▶ _RECORD EXCERPTS_:
Segment Open

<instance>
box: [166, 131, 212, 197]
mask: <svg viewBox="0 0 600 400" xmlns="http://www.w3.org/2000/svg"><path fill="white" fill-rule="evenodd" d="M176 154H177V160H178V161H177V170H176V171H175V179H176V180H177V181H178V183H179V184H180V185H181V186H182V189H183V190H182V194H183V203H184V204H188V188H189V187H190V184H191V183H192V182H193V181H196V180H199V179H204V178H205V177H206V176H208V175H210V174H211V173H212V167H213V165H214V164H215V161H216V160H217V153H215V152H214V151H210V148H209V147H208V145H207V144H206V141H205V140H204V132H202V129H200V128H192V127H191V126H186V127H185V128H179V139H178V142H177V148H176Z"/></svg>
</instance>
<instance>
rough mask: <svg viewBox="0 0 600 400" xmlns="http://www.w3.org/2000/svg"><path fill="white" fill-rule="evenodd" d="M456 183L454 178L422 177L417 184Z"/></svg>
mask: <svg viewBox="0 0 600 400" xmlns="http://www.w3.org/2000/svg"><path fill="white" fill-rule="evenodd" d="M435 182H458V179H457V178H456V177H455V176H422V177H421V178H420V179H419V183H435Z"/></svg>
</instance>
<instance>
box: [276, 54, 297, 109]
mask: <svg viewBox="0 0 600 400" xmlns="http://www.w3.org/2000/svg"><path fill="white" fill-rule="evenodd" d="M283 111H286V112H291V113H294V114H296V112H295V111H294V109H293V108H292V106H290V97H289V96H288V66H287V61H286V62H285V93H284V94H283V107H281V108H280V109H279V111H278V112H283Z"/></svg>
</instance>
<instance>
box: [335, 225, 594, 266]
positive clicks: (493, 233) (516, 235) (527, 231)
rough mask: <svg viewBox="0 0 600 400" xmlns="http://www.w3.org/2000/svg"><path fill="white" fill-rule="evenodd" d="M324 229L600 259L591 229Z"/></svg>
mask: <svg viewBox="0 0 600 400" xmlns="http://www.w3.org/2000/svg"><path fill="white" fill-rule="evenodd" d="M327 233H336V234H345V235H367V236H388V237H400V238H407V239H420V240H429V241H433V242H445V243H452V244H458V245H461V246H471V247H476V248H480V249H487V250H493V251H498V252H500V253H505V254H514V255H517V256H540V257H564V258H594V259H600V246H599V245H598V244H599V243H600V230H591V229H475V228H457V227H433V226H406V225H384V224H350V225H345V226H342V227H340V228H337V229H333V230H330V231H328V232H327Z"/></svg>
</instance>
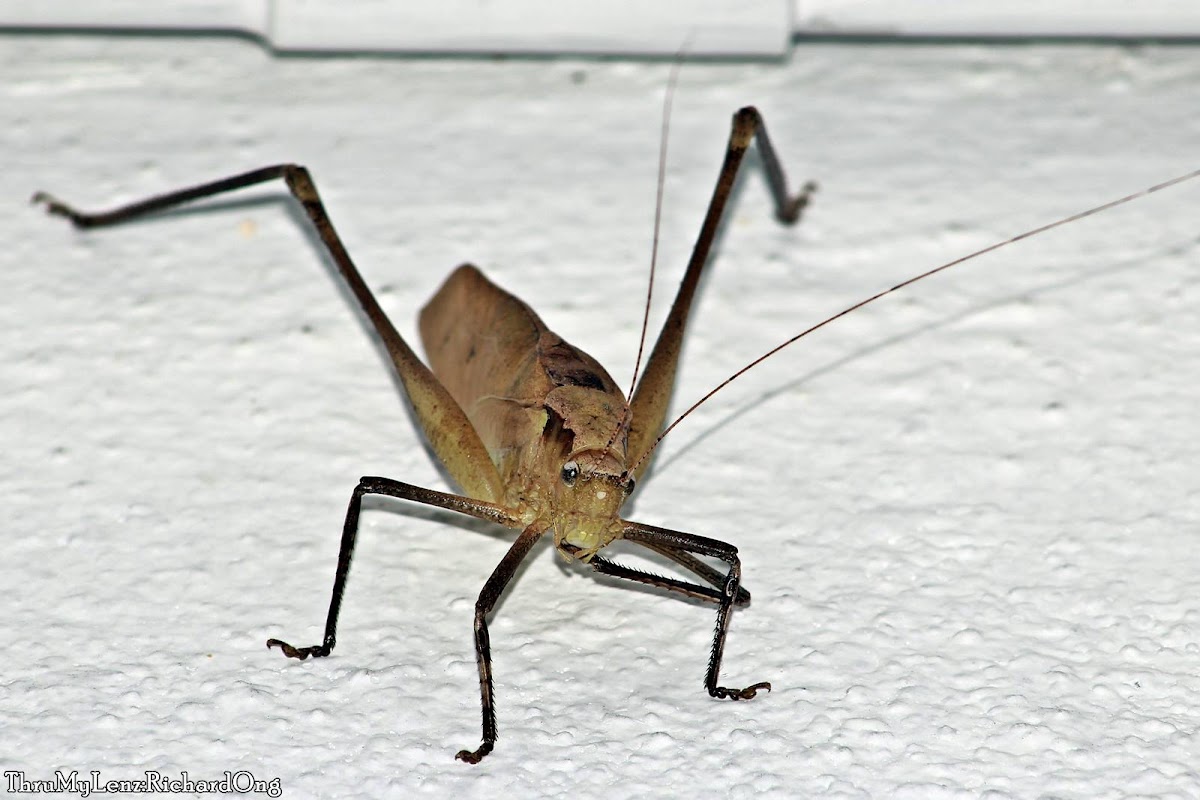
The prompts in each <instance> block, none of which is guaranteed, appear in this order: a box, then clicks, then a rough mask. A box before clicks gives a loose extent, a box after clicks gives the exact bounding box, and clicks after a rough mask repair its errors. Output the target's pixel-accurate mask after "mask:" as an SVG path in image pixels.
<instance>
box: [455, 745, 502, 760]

Segment Closed

▶ _WORK REQUIRED_: Every line in the data above that includes the word "clicks" should be copied.

▶ _COMPLETED EXERCISE_:
positive clicks: (493, 233) (516, 235) (527, 231)
The prompts in each <instance> block, none of which is guaranteed, appear in this order: a box, then clicks, then a rough mask. A box before clicks gives a loose extent, a box after clicks gives the exact bounding box, and clicks after a rough mask repair its errors. Output the target's pixel-accurate mask after "mask:" as an SVG path in image pixels.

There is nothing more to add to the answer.